What to work on: Put the listing below into a two-column CSV headed instruction and polygon. Each row holds one text from the listing and its answer, each in a single quoted field with line breaks replaced by spaces.

Stored rows:
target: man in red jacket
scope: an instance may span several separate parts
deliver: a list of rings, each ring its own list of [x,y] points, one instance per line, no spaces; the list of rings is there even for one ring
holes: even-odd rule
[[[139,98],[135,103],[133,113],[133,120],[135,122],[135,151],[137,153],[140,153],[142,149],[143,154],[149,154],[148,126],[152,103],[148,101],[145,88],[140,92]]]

Finished exercise:
instruction,polygon
"target: man in red jacket scope: an instance may span several separate parts deliver: a list of rings, each ring its own list of [x,y] points, one instance per line, no spaces; the list of rings is there even for one ring holes: even-odd rule","[[[139,98],[135,103],[133,113],[133,120],[135,122],[135,151],[137,153],[140,153],[142,149],[143,154],[149,154],[148,126],[152,103],[148,101],[145,88],[140,92]]]"